_Exercise materials_:
--- --- ---
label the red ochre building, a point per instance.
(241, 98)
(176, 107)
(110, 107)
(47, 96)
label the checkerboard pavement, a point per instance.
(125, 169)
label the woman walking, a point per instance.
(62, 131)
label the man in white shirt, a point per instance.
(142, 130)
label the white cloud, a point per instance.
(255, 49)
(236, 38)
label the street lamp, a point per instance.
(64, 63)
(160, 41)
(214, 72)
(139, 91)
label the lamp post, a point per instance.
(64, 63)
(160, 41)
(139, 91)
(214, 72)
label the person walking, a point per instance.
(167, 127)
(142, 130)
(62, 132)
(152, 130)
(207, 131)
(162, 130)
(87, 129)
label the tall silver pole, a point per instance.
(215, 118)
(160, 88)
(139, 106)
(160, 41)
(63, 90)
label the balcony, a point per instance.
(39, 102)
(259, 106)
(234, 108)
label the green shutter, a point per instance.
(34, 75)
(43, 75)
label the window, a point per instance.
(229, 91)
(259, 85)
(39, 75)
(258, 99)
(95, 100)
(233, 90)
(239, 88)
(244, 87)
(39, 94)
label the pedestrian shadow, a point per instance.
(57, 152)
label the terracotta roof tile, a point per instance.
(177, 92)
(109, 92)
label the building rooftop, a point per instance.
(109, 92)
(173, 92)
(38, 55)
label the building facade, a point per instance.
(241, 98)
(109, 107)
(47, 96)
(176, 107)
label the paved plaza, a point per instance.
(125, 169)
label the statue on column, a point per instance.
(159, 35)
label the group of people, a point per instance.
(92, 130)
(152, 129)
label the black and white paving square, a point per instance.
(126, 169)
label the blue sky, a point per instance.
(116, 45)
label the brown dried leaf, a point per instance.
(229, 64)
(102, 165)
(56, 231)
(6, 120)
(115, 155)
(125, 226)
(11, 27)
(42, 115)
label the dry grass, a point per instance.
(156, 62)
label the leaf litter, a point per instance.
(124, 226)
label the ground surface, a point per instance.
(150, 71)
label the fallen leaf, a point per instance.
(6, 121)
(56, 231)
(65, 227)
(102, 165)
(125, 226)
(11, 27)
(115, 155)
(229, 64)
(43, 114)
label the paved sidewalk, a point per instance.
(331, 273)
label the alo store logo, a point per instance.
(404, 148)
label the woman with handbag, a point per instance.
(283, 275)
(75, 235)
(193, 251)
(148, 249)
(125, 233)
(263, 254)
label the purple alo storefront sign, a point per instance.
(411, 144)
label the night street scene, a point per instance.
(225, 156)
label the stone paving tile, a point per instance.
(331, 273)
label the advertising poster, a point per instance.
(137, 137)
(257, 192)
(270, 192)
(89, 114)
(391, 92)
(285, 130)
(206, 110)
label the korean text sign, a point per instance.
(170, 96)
--- --- ---
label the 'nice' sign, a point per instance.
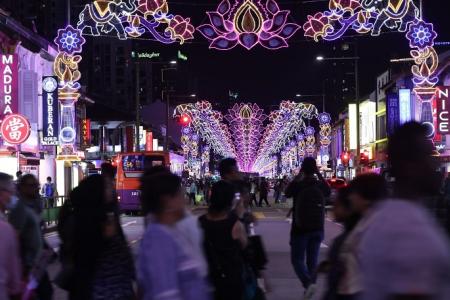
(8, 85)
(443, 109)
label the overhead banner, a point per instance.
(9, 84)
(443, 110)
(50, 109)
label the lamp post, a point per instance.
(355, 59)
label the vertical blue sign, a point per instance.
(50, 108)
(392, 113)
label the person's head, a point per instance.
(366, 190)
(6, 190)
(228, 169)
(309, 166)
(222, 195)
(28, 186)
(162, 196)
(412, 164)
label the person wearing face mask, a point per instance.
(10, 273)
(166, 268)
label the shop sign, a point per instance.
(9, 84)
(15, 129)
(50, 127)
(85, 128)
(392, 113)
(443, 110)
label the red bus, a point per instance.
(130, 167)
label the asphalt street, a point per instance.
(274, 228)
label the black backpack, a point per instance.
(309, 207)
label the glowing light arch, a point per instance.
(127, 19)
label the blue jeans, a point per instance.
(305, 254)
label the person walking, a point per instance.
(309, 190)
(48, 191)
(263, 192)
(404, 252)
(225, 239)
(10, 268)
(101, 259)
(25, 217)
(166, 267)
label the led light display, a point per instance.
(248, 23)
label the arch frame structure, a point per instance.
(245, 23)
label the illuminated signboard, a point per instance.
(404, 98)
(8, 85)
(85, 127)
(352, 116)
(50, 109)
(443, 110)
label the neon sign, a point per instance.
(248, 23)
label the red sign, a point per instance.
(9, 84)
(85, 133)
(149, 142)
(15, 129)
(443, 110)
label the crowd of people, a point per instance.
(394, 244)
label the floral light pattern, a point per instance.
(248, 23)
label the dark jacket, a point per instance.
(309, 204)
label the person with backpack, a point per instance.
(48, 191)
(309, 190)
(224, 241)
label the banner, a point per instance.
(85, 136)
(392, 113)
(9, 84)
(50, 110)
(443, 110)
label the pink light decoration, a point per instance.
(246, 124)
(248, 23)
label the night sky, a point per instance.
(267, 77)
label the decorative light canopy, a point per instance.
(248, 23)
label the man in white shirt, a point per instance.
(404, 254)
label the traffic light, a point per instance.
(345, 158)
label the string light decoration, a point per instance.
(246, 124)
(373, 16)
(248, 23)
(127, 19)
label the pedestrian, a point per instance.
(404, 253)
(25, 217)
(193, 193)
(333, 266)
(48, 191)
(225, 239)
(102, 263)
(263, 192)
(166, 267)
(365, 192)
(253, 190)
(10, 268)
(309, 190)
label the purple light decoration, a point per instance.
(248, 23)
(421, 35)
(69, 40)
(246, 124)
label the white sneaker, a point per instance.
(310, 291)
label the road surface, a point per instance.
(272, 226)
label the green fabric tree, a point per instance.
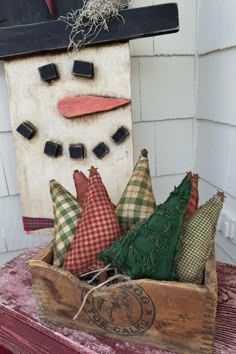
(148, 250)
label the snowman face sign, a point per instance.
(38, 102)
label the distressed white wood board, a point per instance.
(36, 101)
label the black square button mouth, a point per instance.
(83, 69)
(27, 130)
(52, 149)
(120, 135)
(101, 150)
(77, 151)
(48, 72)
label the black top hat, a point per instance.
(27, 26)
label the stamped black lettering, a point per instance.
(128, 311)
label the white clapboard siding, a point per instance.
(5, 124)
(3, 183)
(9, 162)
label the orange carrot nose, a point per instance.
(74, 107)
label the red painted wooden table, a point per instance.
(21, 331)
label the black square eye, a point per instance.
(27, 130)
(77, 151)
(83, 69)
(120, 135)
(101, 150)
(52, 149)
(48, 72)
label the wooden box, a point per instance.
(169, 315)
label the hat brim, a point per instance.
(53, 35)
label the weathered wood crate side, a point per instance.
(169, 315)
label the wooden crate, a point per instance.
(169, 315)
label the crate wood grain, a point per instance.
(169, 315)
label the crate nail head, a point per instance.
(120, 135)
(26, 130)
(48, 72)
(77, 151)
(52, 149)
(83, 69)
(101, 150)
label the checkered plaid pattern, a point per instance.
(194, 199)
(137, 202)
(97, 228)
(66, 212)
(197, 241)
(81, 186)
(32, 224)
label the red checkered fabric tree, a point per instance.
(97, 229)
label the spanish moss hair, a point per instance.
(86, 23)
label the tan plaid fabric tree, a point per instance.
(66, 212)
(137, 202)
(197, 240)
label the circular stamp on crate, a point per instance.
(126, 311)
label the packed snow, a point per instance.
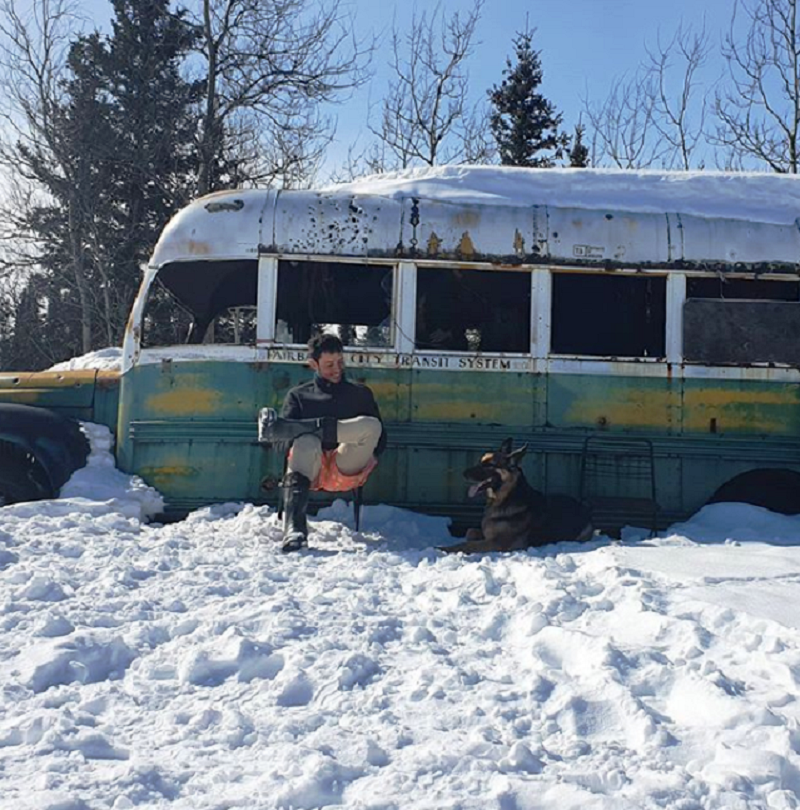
--- --- ---
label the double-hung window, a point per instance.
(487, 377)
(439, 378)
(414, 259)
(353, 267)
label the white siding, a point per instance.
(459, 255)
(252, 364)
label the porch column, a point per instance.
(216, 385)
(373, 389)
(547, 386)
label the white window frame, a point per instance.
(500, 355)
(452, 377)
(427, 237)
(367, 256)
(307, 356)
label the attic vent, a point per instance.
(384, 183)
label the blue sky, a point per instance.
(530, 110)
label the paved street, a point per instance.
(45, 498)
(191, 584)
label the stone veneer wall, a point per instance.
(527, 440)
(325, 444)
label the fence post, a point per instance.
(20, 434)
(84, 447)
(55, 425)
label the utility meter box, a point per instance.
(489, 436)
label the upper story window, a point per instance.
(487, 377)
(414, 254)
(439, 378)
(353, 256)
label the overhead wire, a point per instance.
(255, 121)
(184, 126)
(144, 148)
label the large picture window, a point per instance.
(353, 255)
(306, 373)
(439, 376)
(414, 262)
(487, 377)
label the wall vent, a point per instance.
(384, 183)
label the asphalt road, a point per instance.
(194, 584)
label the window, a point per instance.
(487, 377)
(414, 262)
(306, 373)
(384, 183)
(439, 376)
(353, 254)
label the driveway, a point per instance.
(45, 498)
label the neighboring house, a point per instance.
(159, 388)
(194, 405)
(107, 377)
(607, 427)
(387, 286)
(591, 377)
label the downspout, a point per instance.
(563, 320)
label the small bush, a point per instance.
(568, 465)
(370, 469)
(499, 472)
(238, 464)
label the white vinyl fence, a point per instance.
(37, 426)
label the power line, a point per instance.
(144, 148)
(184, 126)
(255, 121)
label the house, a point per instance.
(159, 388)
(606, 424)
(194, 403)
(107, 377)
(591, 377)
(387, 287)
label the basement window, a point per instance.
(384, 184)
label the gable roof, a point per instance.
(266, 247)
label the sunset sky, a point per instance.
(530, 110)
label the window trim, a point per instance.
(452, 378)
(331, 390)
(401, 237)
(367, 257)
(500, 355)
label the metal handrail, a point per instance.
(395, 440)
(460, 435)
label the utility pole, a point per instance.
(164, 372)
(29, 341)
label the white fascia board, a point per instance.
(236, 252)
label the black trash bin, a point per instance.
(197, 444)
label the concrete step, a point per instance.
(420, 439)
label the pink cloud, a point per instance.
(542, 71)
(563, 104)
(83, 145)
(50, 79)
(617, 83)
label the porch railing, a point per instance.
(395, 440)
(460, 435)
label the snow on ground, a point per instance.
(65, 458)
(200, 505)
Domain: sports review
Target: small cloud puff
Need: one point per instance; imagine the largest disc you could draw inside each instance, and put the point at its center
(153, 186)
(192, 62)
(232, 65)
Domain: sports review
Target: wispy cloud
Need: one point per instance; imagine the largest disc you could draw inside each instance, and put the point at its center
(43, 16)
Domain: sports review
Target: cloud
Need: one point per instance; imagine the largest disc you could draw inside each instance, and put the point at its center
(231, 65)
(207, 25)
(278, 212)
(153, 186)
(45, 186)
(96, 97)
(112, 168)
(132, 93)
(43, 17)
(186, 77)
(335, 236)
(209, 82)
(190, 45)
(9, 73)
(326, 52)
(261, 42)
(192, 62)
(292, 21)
--- --- ---
_Directions for this task_: Output the lines of the records above exactly as they appear, from the line containing "Target: small cloud puff" through the line containing "Target: cloud".

_Final answer_:
Target: small cloud puff
Need: one point per instance; imagine the largest disc you could draw inside each instance, and put the point at its center
(153, 186)
(192, 62)
(232, 65)
Domain: sports review
Target: wispy cloud
Need: one point per instance; imagine the largest disc you could draw inside each instance, and put the point at its center
(43, 16)
Domain: sports review
Target: cloud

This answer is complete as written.